- _DESCRIPTION OF THE TASK_: Reproduce every line in the listing that contains the word "instance".

[Opening MATERIALS PROVIDED section]

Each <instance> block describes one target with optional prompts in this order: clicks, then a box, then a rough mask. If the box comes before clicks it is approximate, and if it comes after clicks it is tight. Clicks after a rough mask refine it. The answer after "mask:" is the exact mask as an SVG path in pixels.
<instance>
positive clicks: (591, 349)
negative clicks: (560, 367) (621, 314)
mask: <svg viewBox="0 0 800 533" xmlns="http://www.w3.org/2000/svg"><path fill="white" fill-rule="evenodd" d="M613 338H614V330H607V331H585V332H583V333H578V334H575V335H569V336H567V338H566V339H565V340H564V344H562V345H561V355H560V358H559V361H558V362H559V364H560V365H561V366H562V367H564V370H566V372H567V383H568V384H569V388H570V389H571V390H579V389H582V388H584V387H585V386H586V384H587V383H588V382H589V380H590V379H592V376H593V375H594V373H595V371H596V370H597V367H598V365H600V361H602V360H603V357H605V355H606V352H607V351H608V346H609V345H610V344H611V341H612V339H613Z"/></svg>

[Closing MATERIALS PROVIDED section]

- _ANSWER SECTION_:
Each <instance> block describes one target with optional prompts in this order: clicks, then a box, then a rough mask. If the box comes before clicks it is approximate, and if it comes after clicks it is tight. Clicks after a rough mask refine it. The answer after "mask:" is the exact mask as an SVG path in pixels.
<instance>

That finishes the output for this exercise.